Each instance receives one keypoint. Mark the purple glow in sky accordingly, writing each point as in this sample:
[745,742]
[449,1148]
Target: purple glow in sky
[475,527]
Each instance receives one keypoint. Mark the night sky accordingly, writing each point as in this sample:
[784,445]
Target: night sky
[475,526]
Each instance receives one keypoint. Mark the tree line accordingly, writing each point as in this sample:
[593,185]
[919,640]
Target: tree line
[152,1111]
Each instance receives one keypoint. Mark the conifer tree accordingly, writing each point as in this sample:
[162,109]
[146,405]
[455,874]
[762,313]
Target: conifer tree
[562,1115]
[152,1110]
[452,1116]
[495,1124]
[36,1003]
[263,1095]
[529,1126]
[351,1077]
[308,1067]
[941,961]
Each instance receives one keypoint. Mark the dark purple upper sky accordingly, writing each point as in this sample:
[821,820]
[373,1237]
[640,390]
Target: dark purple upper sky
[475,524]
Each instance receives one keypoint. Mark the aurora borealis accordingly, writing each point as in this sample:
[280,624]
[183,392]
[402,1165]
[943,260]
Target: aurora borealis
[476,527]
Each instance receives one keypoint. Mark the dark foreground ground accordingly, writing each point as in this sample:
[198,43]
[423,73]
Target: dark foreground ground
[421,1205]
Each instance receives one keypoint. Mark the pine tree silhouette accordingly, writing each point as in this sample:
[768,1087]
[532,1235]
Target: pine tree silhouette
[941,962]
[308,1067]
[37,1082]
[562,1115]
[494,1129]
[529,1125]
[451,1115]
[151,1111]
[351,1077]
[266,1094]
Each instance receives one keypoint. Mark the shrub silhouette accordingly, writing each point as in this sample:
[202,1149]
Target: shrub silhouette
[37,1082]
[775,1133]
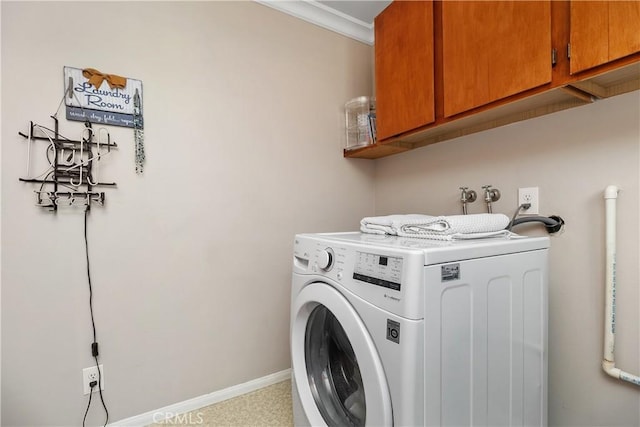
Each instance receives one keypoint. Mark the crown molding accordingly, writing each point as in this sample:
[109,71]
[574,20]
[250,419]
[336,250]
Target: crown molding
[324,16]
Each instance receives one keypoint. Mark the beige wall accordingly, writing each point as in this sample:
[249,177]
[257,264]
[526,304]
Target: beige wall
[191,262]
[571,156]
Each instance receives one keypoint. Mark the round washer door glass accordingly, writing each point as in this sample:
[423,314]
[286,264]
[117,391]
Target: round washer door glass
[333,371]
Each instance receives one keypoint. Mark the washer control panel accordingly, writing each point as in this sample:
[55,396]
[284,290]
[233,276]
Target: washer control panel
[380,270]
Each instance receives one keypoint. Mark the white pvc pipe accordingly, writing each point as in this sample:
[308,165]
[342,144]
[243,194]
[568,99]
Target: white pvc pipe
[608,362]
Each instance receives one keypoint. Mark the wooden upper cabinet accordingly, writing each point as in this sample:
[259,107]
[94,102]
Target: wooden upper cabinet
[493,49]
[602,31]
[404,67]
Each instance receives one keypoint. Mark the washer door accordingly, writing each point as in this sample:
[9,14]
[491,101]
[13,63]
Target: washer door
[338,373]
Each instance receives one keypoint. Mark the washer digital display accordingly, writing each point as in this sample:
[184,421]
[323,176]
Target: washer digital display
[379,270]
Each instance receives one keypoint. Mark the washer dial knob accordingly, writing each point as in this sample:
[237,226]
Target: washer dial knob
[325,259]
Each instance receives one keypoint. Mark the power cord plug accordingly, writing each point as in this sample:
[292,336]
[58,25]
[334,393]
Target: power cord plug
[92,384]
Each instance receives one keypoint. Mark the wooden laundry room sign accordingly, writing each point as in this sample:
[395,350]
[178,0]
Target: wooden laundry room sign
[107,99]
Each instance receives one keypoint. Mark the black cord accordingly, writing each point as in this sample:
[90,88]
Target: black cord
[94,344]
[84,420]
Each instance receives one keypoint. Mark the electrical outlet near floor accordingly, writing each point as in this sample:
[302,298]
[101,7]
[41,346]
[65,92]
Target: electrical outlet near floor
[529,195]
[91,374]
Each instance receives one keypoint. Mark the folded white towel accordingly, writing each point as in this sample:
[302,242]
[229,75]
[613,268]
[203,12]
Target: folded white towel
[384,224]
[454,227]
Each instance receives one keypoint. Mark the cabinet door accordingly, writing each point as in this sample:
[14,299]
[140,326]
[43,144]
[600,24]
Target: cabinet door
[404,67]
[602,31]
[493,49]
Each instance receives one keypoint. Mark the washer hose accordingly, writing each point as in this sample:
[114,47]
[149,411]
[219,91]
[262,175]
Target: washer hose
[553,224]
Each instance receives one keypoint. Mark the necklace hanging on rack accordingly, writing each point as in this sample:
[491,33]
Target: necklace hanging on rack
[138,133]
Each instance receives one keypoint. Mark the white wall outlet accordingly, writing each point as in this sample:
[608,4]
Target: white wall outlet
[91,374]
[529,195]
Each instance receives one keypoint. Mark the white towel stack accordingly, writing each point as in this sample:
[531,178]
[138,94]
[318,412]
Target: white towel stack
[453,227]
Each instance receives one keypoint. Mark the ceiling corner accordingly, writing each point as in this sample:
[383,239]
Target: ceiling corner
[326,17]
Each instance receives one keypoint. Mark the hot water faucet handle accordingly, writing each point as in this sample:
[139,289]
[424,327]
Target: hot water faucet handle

##########

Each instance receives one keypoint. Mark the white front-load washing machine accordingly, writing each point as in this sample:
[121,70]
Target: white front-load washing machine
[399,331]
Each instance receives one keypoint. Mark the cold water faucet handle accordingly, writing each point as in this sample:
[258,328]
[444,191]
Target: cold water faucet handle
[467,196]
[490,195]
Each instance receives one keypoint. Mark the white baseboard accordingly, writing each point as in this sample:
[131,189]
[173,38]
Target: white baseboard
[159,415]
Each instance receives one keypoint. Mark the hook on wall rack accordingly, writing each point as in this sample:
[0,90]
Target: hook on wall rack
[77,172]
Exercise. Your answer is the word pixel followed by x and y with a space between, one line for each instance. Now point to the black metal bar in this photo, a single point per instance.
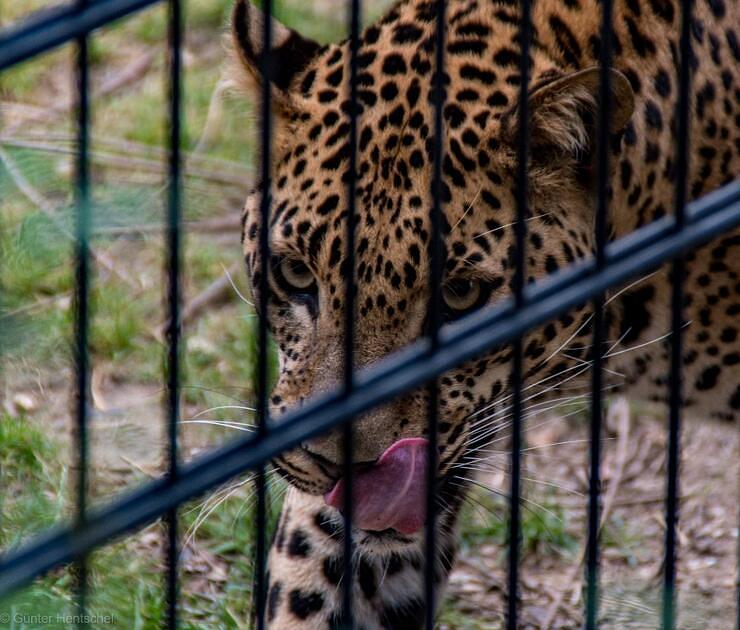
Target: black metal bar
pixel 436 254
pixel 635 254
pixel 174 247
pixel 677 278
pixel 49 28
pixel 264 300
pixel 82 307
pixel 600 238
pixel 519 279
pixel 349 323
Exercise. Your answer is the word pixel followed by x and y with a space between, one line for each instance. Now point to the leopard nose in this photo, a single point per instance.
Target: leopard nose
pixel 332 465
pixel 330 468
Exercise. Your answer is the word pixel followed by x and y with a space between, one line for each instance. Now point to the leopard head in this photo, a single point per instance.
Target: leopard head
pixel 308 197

##########

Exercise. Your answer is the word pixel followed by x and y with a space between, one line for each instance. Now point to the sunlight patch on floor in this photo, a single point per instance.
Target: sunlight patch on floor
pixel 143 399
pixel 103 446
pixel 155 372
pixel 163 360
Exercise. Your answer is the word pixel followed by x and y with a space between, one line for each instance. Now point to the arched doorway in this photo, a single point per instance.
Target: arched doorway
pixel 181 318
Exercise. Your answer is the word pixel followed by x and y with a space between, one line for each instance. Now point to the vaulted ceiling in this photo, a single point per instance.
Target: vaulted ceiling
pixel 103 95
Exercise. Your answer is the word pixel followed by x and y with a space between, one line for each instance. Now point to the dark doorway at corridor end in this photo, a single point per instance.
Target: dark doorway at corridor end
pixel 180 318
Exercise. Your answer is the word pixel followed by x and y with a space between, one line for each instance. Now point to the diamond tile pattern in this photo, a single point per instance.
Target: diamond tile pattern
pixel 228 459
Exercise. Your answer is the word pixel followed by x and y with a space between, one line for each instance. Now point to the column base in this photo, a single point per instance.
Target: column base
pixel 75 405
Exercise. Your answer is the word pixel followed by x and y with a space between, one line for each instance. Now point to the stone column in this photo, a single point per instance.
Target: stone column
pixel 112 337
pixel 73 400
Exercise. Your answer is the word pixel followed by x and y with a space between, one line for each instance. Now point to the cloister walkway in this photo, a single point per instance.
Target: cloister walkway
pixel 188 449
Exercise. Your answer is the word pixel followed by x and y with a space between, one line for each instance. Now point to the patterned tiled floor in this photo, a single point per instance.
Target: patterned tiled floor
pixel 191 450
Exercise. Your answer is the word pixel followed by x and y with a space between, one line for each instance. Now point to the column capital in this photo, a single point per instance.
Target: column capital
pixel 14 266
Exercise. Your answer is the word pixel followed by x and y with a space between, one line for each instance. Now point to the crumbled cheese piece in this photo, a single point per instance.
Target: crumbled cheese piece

##########

* **Instructions for the task**
When a line above includes the word "crumbled", please list that line.

* **Solution for this problem**
Exercise. Your answer is the word pixel followed by x and y with a space between, one line for each instance. Now point to the crumbled cheese piece in this photo, a single point per instance.
Target: crumbled cheese piece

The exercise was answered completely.